◆ **Problems to work on**
a) Answer these questions from the 1966 Roosevelt dime text:
(i) At what price might a certified mint state 1966 Roosevelt dime be found?
(ii) Why did the US Mint not produce proof sets in 1966?
(iii) At which mint were all of the 1966 special mint set coins struck?
b) Duplicate a passage of the 1966 Roosevelt dime text: begin at the words "It’s the error" and stop after the words "have more value.".

+++ Text provided +++

You may be able to find a certified mint state 1966 Roosevelt dime starting at $5 USD. Since 1966 was the second year the dime was not made with silver content, or any other bullion, the melt value is low.
It’s the error coin that really increases the value. Especially if it’s an uncirculated mint error graded by PCGS in Brilliant Uncirculated Condition, or BU.
Value of 1966 Roosevelt Dime Proof Sets
Dimes classified as “proof strikes” were double-stamped to ensure a crisp, sharp image — essentially the perfect US dime with high gloss and sharp contrast.
The U.S. Mint makes limited numbers of proof strike coins, so by definition, they’re rarer and may have more value.
Uncirculated 1966 Roosevelt dimes, unpolished, don’t have the same mirror-like finish as the ultra-rare proof strikes. Because of coin shortage fears, the US Mint did not produce proof sets in 1966.
1966 Roosevelt Dime Special Mint Set Value
1965 and 1966 dimes featured SMS coins, or Special Mint Sets. The coins featured high quality strikes on higher-tonnage presses.
All of the 1966 special mint set coins were struck at the San Francisco Mint but they do not include the typical “S” mint mark, as none of the 1966 dimes featured a mint mark.
We could call it the 1966 P Roosevelt dime, although you will not ever see a “P” on the coin.

+++ Stored data +++

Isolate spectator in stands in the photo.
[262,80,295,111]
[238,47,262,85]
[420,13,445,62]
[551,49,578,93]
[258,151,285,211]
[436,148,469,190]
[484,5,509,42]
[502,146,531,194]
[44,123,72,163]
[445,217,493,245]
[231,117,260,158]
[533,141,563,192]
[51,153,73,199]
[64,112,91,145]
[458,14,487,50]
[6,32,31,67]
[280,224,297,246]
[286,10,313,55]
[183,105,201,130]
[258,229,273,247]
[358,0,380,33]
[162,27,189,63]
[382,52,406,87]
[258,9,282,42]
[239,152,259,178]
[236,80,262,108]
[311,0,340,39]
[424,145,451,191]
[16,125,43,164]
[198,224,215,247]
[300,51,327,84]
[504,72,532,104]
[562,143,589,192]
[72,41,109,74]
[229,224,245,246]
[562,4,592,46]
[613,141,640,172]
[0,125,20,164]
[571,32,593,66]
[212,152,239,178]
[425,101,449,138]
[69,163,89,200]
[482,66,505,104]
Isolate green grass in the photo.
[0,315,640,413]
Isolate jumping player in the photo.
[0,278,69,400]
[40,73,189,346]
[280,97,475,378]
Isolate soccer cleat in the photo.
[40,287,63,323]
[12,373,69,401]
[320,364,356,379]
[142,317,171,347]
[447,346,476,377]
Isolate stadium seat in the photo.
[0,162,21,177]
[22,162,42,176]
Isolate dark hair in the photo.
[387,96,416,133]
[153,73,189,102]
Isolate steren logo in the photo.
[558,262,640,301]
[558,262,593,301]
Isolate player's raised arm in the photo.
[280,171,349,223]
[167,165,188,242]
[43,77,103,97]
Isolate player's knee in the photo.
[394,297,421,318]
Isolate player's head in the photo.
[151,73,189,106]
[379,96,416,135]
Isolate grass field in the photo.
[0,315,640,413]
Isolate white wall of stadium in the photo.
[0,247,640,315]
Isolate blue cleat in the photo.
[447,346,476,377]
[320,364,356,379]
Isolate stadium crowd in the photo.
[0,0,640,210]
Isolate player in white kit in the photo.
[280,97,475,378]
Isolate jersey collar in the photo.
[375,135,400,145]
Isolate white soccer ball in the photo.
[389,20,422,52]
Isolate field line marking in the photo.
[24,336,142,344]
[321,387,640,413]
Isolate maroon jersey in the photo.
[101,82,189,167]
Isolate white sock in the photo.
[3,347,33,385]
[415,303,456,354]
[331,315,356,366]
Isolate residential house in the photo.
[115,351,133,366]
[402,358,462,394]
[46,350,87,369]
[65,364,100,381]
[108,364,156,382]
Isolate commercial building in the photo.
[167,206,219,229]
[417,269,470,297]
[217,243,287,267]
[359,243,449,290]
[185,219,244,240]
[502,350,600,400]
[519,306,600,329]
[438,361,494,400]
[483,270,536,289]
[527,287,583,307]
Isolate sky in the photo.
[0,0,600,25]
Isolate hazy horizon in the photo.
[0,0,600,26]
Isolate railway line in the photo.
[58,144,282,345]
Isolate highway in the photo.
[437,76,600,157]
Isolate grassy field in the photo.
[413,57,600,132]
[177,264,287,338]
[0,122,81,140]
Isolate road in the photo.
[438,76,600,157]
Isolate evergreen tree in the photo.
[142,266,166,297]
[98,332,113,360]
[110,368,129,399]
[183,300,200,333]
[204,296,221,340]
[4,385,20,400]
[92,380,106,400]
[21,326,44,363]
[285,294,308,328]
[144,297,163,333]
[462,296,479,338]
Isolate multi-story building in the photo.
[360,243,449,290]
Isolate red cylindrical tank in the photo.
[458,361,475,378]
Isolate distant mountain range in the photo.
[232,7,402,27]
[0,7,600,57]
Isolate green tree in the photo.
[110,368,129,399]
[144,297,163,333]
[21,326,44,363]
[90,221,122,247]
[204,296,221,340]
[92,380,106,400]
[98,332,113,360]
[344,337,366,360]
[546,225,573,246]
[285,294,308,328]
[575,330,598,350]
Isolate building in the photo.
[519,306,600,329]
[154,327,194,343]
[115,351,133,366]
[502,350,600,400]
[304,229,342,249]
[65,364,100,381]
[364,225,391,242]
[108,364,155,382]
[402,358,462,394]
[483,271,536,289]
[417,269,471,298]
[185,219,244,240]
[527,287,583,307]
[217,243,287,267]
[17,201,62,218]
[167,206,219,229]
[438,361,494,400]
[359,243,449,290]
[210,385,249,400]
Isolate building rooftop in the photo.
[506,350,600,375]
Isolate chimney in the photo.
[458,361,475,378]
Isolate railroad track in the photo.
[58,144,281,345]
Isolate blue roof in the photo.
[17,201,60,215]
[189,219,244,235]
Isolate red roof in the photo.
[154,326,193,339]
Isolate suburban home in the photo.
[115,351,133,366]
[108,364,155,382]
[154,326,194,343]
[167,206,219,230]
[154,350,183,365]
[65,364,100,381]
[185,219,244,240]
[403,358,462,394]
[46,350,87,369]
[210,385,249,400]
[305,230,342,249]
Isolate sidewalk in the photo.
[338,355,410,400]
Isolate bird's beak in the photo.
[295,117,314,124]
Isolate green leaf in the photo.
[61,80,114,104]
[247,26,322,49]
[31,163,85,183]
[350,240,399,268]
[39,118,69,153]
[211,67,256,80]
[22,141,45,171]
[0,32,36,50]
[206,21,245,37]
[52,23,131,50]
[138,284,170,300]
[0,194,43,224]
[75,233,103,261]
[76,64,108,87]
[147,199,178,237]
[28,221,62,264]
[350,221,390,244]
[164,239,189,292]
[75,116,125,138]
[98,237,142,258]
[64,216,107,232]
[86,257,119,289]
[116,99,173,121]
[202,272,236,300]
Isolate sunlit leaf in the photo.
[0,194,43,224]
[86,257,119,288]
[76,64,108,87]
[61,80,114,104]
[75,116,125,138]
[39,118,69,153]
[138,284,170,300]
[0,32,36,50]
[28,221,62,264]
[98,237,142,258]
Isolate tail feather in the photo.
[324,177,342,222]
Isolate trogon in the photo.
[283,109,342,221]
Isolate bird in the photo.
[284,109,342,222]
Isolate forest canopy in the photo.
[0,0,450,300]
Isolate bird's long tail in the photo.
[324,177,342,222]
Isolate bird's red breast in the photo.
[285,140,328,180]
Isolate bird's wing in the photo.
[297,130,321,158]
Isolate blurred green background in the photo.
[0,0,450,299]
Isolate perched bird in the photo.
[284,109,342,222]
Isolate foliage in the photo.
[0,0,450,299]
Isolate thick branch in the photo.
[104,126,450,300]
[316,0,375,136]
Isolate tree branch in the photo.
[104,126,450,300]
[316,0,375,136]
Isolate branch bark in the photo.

+++

◆ **Solution set**
a)
(i) Starting at $5 USD.
(ii) Because of coin shortage fears.
(iii) The San Francisco Mint.

b)
It’s the error coin that really increases the value. Especially if it’s an uncirculated mint error graded by PCGS in Brilliant Uncirculated Condition, or BU.
Value of 1966 Roosevelt Dime Proof Sets
Dimes classified as “proof strikes” were double-stamped to ensure a crisp, sharp image — essentially the perfect US dime with high gloss and sharp contrast.
The U.S. Mint makes limited numbers of proof strike coins, so by definition, they’re rarer and may have more value.